▶ [WORK REQUIRED] Collect every line below that contains the word "wall".

▶ [DATASET RECORDS]
----

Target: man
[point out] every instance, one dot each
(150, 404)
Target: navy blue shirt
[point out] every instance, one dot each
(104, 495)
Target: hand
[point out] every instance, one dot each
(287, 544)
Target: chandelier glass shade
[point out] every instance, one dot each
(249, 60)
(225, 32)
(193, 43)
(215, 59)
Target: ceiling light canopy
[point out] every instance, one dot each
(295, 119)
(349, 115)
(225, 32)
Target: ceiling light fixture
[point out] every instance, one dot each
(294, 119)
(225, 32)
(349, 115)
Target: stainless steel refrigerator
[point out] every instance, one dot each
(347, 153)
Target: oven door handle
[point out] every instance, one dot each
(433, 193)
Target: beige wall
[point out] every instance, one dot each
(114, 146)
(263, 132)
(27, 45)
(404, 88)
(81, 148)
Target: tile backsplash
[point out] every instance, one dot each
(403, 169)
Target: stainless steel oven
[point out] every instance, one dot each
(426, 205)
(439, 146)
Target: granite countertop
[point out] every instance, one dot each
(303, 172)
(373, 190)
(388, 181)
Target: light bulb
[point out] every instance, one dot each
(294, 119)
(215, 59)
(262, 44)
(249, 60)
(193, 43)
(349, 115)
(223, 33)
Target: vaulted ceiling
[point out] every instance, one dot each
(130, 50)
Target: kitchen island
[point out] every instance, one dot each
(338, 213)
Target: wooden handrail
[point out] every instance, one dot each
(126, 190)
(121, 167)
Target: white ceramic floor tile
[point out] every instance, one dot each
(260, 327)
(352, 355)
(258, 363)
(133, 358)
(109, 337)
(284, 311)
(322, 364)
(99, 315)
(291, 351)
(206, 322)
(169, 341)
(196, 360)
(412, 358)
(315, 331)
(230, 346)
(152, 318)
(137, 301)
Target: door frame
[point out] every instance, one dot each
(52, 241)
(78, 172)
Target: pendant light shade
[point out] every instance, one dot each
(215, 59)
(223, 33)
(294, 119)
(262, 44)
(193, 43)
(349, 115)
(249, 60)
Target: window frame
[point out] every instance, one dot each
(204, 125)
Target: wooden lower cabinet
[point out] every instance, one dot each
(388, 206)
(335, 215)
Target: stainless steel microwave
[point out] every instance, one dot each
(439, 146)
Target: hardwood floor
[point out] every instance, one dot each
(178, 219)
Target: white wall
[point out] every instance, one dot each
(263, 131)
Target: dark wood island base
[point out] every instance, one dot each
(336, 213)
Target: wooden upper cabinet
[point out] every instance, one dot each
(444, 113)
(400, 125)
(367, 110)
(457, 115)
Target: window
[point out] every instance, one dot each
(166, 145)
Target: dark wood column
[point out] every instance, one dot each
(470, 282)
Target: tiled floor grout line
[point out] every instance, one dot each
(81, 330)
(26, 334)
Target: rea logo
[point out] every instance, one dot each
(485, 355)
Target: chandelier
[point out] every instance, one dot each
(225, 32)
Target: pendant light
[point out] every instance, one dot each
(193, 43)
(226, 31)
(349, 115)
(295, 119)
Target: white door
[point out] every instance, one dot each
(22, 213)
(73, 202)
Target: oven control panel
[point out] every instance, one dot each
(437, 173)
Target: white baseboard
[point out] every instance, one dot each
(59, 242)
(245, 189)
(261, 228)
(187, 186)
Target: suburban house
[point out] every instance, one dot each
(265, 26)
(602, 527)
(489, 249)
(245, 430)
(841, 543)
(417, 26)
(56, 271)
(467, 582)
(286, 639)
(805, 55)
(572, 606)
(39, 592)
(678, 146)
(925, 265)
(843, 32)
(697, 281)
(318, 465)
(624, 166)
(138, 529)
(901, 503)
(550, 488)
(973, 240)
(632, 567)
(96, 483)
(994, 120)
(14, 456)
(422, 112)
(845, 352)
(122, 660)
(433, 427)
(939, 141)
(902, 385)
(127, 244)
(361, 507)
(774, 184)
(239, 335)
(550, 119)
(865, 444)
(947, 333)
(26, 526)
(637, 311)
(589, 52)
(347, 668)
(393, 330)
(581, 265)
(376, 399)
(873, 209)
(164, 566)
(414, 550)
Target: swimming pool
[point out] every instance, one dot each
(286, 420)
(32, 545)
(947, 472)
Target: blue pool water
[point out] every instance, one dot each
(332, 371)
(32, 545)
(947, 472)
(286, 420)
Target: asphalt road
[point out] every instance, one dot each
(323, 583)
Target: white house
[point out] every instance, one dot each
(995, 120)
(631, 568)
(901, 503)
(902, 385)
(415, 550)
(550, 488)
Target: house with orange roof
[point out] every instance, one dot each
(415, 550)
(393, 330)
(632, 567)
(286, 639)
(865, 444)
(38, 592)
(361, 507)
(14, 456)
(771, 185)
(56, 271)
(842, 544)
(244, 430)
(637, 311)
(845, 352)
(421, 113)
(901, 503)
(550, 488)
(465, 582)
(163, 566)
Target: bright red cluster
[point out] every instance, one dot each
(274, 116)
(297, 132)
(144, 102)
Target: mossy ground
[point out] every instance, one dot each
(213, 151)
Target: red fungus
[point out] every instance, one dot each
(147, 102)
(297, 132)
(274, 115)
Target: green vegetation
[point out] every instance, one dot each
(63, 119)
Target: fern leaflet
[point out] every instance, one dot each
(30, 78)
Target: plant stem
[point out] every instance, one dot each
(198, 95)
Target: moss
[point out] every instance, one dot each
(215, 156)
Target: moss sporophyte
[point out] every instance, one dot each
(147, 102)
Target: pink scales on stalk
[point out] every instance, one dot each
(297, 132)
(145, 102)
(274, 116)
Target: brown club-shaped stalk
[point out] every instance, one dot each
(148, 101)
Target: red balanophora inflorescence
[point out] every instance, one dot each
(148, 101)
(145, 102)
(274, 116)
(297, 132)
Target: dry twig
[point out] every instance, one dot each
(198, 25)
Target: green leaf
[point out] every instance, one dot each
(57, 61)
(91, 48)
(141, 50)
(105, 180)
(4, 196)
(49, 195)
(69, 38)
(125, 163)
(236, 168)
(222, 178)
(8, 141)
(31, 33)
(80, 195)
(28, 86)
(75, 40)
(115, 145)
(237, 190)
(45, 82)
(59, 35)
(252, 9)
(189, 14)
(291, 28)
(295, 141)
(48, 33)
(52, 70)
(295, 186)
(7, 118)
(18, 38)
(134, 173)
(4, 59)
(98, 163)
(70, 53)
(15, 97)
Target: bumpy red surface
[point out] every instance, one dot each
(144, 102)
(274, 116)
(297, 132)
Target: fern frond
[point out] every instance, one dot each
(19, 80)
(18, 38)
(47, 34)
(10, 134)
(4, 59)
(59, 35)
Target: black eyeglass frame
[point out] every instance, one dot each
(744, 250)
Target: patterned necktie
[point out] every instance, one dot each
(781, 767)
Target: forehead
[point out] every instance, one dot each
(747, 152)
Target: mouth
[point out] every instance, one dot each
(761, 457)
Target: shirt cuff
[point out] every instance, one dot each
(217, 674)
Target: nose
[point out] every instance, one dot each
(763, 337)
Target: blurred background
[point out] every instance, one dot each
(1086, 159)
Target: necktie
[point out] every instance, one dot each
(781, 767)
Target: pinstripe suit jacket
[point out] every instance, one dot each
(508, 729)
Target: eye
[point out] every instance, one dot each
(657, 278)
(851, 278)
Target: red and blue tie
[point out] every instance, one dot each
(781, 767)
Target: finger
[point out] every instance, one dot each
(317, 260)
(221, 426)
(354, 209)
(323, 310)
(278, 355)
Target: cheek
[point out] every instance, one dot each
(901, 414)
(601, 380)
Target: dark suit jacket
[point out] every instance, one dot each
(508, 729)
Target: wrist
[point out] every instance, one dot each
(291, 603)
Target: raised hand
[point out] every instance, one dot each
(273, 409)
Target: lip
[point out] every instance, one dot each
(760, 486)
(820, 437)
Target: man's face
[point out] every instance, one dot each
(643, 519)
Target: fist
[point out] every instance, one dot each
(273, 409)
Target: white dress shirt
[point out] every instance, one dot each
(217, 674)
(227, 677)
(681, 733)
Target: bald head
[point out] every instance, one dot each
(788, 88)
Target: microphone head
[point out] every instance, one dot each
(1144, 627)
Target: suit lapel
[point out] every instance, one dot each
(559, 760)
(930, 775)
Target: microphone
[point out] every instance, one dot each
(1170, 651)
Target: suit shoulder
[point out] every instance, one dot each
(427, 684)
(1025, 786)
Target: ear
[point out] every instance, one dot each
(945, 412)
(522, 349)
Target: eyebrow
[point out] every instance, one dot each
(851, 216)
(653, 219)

----

▶ [WRITTEN SOLUTION]
Target: beige wall
Target: white wall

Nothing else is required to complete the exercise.